Excerpt:

Stop codon at arginine 586 is the prevalent nephronopthisis type 1 mutation in Italy

Abstract
Nephronophthisis (NPHP) is an autosomal recessive disease with prevalent renal manifestations, characterized by occasional cysts in medulla and severe tubulo-interstitial fibrosis, evolving to end-stage renal failure [1]. It represents the most frequent cause of uraemia in children, with major clinical, physiological and social consequences including high costs for substitutive approaches and renal transplant. NPHP is a clinical and genetic heterogeneous disease with at least five genes (NPHP1–5) identified and variable extra-renal manifestations [2–6 ]. Retinal dysfunction constituting Senior Loken syndrome (SLS1–5) is the most common association [1]. Other organ defects identify specific subsets such as liver fibrosis in NPHP3 and situs inversus in NPHP2. NPHP1 [OMIM #256100] represents the most frequent variant. On a molecular basis, the large majority of patients with NPHP1 present a large homozygous deletion [7] at 2q13 [NPHP1-del] that includes nephrocystin, the NPHP1 gene [2,8]. Patients with NPHP1 gene mutations are rare. A revision of the literature reveals only one case with compound heterozygous mutation, while less uncommon is the combination of [NPHP1-del] with a point mutation of NPHP1 ‘in trans’ [2,8–13 ], which has been reported in 11 cases (Table 1). Hildebrandt et al. [12] calculated the probability of compound heterozygous NPHP1 mutation in 1 out of 109. Based on these frequencies, molecular analysis of NPHP1 is indicated only in patients with heterozygous [NPHP1-del] [12].

Provided material:
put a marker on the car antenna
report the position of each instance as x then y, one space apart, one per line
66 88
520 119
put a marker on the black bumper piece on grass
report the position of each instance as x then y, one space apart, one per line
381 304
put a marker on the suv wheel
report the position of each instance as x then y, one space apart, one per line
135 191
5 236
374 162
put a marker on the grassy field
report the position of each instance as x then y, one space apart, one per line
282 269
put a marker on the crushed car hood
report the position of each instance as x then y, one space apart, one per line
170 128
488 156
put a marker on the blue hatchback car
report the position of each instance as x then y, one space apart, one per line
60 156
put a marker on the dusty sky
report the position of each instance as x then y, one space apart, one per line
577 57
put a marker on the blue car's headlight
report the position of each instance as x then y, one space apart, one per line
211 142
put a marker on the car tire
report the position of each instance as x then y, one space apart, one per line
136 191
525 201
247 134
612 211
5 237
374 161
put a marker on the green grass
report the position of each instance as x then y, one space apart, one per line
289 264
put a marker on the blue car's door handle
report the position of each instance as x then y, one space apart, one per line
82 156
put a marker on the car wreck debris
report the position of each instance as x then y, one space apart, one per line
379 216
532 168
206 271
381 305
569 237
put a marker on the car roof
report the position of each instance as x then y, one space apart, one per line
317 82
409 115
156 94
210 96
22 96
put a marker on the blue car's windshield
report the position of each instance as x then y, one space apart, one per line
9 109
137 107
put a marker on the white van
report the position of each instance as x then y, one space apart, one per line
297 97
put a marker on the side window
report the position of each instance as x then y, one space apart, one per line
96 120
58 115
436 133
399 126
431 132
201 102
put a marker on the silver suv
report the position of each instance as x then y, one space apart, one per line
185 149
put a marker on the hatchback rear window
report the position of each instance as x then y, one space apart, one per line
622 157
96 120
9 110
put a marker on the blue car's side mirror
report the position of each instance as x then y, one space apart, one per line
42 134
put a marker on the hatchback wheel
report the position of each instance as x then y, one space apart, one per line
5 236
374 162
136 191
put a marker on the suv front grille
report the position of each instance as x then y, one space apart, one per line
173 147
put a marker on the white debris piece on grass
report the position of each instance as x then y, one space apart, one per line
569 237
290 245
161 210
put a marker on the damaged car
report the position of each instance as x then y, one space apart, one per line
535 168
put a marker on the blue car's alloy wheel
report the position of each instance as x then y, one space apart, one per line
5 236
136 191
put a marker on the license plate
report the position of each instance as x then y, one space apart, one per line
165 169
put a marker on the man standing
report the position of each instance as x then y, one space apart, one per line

Assignment: Which extra-renal manifestations does the nephronophthisis abstract name, and which NPHP form or syndrome does it link to each?

Result of the task:
- Retinal dysfunction: Senior Loken syndrome (SLS1–5), the most common association
- Liver fibrosis: NPHP3
- Situs inversus: NPHP2